***** Entries supplied *****

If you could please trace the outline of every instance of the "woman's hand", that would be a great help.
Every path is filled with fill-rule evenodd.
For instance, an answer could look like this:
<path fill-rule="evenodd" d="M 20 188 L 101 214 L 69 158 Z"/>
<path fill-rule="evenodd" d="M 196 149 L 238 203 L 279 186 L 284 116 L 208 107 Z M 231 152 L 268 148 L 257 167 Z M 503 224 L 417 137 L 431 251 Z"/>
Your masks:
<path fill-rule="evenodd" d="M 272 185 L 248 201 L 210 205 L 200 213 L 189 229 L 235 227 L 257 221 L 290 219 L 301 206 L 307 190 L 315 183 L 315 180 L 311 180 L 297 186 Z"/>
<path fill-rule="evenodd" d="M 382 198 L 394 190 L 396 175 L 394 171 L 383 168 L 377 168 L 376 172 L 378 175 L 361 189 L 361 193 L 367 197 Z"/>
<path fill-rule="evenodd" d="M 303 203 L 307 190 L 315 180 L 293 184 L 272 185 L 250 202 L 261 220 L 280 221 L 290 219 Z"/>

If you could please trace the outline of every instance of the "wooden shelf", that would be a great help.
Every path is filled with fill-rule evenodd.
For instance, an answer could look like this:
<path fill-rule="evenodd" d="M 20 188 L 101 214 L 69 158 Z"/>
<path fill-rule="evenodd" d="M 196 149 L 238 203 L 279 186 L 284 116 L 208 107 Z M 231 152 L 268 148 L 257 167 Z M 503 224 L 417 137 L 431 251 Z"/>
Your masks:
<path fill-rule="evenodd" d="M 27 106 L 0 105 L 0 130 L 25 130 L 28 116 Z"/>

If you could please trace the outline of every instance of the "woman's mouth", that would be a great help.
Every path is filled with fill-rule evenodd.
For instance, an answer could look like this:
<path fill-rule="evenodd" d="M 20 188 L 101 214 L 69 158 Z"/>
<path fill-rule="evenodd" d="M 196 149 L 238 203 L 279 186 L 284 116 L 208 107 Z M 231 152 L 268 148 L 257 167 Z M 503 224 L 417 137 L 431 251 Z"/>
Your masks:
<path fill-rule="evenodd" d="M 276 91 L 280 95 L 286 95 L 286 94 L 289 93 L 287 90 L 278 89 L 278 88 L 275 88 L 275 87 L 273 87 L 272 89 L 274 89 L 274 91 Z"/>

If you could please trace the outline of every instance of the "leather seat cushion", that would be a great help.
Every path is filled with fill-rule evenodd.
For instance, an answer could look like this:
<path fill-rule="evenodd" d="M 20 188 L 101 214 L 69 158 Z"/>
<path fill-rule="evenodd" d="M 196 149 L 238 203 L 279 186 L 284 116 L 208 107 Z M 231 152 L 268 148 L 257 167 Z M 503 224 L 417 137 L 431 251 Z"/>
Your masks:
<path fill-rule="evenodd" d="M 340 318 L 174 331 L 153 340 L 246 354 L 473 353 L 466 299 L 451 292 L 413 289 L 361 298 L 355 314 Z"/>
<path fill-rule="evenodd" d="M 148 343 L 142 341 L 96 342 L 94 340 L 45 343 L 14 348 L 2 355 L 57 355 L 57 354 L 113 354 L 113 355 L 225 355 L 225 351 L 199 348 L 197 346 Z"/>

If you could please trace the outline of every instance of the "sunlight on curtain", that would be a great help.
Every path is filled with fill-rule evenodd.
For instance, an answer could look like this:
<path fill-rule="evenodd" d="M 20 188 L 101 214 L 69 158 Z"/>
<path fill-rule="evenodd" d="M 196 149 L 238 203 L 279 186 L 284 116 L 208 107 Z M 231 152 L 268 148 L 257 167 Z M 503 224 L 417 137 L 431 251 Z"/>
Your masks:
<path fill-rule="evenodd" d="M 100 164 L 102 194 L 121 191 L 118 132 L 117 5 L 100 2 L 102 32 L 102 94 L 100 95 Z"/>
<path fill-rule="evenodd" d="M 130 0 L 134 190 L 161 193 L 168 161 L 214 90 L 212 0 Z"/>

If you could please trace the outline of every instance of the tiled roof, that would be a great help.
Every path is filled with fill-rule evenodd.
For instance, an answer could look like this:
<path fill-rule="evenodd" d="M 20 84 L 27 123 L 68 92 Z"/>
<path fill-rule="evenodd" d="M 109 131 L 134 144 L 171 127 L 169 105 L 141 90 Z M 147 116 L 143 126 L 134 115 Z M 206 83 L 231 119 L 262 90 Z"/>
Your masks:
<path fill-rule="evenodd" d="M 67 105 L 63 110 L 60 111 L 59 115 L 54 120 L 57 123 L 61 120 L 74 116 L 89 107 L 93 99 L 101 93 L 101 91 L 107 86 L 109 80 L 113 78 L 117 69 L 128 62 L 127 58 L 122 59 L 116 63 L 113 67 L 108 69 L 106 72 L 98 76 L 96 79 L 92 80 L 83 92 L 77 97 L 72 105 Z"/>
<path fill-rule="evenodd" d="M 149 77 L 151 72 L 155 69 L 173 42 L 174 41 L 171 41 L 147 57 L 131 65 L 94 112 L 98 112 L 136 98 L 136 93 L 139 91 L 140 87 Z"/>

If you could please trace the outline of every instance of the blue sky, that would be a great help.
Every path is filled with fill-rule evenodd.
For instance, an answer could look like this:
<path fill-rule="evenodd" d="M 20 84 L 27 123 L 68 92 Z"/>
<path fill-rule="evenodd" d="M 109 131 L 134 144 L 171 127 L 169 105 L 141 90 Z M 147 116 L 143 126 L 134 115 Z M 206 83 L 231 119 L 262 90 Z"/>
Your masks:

*****

Work item: Scan the entries above for the word "outline". Report the lines that hold it.

Written answer:
If you could please trace the outline of every instance of the "woman's hand", that would be a great help.
If you could please trace the outline of every instance of the "wooden shelf", that would be a great help.
If you could please trace the outline of every instance of the "woman's mouth", that would be a great help.
If you could please trace the outline of every instance of the "leather seat cushion", that would be a great help.
If you could please trace the outline of every instance of the "sunlight on curtain", that would be a great help.
If you could please trace the outline of every instance of the tiled roof, that would be a great help.
If you could please trace the outline of every instance of the blue sky, that would be a great help.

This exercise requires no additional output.